# EXTRACT PROVIDED

Textual macro replacement languages like m4 are famous for being easy to implement and eliminating artificial barriers to factoring out duplication. They also have a very low barrier to entry for new programmers. However, they also have a lot of problems.
m4 is notoriously hard to use, although it’s often effective. Part of the problem is that data is re-executed both on its way into and on its way out of macro invocations, so you often need quoting — confusingly, multiple levels thereof. Worse, if you are missing a level of quoting, your code will often appear to work until some previously inert data happens to have a macro invocation in it.
m4’s design has a number of other avoidable defects. It’s whitespace-sensitive in a way that impairs readability. Often m4 macros collide with ordinary words, resulting in accidental macro invocations that corrupt the text. Since it was defined, the ASCII apostrophe has been redefined as a terrible symmetrical typewriter glyph, depriving m4’s default quote characters of their symmetry. And m4’s parameter-passing mechanism is so purely positional that, as in Forth, you can’t even name your arguments.
Can we define a text macro language that retains the basic processing paradigm of m4, m6, and cpp, but has a better balance of power and usability?
TeX is a pure macro-expansion system, perhaps the most successful attempt, but I suspect we can do better. Tcl is semantically mostly a macro-expansion language, and although it’s somewhat limited it’s at least usable. Mooers’s TRAC is hard to find information about. MediaWiki templates, sh, make, PHP, ES6, Perl, cpp, macro assemblers, and many other languages implement string interpolation in more or less central ways.

# DATASET EXCERPT
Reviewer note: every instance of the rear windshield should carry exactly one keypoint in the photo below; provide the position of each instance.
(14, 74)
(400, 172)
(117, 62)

# REQUIRED WORK
a: In the text on textual macro languages, which system is called a pure macro-expansion system and perhaps the most successful attempt?
b: Continue the text on textual macro languages from the point where it stops.

# ANSWERS IN ORDER
a: TeX

b:
If macro output is not subject to macro expansion, we have “applicative-order macro expansion”, and m4 loses its Turing-completeness, making it much more comprehensible (all the macro invocations that will be expanded are explicitly present in the input file) but also much less useful. (m4’s predecessor m6†, which was included with early versions of Unix, offered the call-time option to expand a macro in this fashion by terminating the call with a semicolon.)
On the other hand, if macro input is not subject to macro expansion,
much of the need for quoting disappears, but Turing-completeness
remains. This is “normal-order macro expansion”. Done naïvely, there
are cases where it will take exponentially longer than m4’s strategy,
but I think these can be mostly avoided in practice, and a more
sophisticated implementation can optimize them away. Make's standard
$(variable)
mechanism works this way, though without the ability to
define parameterized macros.
Tcl, instead, doesn’t rely on macro expansion for computational power;
its proc
mechanism is not defined in terms of macro expansion
producing an enormous string, just the construction of the arguments
to a Tcl command.
† “the program contains about 25 subroutines, totaling about 600 executable statements,” according to the Bell Labs Computing Science Technical Report #2 about m6 in 01971.
m6† used “warning characters” to delimit macro invocations, a feature that is present in a certain sense in cpp and has been added again in GNU m4. In standard m4 we can write this and get 6:
define(`mylen',`ifelse($1,,0,`eval(1+mylen(substr($1,1)))')')dnl
mylen(kanawa)
But, in m6, where the quote characters were <>
and the default
warning characters were #:
, I think you would have written:
#def,mysize,<#if,#seq,$1,:,0,1,<#add,1,#mysize,#substr,$1,1:::>:>:
#mysize,kanawa:
(As mentioned above, replacing :
with ;
yielded applicative-order
expansion, in which the macro’s output would not be expanded further.)
Here #seq,$1,:
tests whether the first argument to mylen was
string-equal to the empty string, in which case the invocation of the
builtin #if
macro returns 0; otherwise it invokes #eval
to
recurse. I think the inner <>
are necessary to prevent the
recursion from being evaluated infinitely before invoking #if
.
In GNU m4, if changeword
is enabled, I think we can get a similar
effect like this, but I don’t have m4 compiled with that at the
moment to test:
changequote(<,>)changeword(<#\([_a-zA-Z0-9]*\)>)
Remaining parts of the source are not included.